▶ Supplied passage:
════════

Those that know me, will vouch that I am a big lover of fancy dashboards, metrics and monitoring. I recently became a customer of Octopus Energy after a situation with Yorkshire Energy, and Scottish Power left a bad taste in my mouth (and wallet)

One of the things I really like about Octopus is that they allow you (the customer) to access an API to be able to pull pricing data and also your own consumption for both gas and electricity.

the API itself is pretty simple, a REST API with a couple of endpoints you can pass params into in order to get your data, however does come with some gotcha’s that I will dig into shortly.

In order for this to work, you need to have a SMETS1 or SMETS2 enabled smart meter that Octopus are taking readings from, it took them about a month if I remember correctly to get mine migrated over and them taking readings from it, basically if you can’t see half-hourly usage stats in the Octopus dashboard itself, then this won’t work for you sadly.

════════

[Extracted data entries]
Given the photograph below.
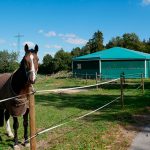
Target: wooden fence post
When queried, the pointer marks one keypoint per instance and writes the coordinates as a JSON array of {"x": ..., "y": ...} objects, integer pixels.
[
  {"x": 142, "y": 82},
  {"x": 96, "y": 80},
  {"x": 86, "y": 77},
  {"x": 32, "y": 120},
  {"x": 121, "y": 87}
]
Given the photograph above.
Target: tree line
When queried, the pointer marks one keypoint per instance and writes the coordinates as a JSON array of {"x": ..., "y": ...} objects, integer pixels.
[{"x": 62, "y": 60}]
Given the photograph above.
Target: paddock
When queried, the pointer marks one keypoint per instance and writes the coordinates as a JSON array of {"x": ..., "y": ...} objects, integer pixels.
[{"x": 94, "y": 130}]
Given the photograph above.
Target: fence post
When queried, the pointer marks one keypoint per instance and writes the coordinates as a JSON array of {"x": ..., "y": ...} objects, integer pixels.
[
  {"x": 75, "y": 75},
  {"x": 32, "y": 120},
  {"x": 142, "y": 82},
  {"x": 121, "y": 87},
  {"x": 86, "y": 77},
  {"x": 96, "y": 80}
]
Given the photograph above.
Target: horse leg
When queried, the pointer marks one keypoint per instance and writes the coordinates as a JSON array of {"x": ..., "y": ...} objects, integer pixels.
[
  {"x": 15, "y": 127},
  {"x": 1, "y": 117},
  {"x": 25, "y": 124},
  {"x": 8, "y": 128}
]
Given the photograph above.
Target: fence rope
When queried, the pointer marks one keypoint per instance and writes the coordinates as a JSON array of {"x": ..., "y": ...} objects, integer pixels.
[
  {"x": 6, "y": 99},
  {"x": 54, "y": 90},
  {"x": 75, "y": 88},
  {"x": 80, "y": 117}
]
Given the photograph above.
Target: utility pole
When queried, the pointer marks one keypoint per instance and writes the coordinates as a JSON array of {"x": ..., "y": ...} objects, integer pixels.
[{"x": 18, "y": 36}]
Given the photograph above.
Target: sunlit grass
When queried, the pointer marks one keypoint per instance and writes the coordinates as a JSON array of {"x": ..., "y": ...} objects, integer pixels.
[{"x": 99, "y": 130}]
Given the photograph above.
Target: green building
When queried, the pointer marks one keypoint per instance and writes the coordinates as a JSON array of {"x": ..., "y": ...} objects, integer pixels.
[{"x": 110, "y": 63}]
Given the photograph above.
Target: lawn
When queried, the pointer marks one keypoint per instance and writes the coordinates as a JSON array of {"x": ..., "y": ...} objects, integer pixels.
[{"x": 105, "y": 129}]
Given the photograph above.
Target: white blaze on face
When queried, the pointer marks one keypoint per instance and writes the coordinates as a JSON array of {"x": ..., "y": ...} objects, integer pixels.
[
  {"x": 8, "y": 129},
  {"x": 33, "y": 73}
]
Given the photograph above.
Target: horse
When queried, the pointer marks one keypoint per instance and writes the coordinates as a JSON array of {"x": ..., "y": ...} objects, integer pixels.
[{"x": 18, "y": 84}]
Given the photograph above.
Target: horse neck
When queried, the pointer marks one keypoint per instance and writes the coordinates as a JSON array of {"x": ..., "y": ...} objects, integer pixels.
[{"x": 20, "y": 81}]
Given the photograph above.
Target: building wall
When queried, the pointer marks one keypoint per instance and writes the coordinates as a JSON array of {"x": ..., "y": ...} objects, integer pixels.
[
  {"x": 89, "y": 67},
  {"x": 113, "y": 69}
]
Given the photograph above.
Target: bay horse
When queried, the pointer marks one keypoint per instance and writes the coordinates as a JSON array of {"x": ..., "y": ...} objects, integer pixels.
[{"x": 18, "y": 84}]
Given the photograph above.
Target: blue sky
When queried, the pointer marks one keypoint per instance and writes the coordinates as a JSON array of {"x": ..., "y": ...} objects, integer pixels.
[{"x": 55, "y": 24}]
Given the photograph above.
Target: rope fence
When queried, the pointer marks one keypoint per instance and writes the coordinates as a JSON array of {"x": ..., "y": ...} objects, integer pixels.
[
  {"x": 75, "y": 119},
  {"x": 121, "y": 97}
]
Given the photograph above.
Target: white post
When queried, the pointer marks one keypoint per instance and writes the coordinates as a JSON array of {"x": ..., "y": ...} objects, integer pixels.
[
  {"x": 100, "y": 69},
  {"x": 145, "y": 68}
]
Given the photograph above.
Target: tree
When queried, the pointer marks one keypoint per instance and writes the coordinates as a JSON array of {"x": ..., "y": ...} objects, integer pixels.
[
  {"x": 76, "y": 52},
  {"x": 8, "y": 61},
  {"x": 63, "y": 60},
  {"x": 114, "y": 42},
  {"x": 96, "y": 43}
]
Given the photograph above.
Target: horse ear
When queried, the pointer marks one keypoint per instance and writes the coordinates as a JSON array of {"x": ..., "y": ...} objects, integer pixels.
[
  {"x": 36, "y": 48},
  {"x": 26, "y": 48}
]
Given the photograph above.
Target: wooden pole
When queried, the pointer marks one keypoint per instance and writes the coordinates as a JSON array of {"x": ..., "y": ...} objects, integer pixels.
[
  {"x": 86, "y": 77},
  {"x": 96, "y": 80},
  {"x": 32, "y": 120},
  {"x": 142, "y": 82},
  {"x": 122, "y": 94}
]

════════

▶ Work instructions:
1) Please return the part of the Octopus Energy post that opens with the words containing "Those that know" and closes with "gas and electricity.".
2) According to the Octopus Energy post, what kind of meter must you have for the API to work?
3) Continue the Octopus Energy post from its final sentence.
None of the data is needed here.

▶ Responses per task:
1)
Those that know me, will vouch that I am a big lover of fancy dashboards, metrics and monitoring. I recently became a customer of Octopus Energy after a situation with Yorkshire Energy, and Scottish Power left a bad taste in my mouth (and wallet)

One of the things I really like about Octopus is that they allow you (the customer) to access an API to be able to pull pricing data and also your own consumption for both gas and electricity.

2) A SMETS1 or SMETS2 enabled smart meter that Octopus are taking readings from.

3)
The full git repository containing the code can be found here

The code itself should be pretty clear to most how it works, and the README will explain how to run it for those who just want an out of the box solution that works. This blog post steps into the detail of how to get your InfluxDB ready and the grafana configuration done.

At some point in the future I will package this up so it can be run as a standalone binary, but that is a problem for future me.

Getting InfluxDB configured

There are a million and one posts out there already that show how to install and get InfluxDB started. As such I won’t repeat here but I will show how to create a new token and bucket in prep for the metrics to be inserted. This will ONLY work with InfluxDB 2.0 onwards, not that there are many folk on 1.X these days

You can run Influx in docker or standalone, it makes no difference here, I’m personally running it on docker swarm, with haproxy in front of it running the SSL termination, but I like to go OTT.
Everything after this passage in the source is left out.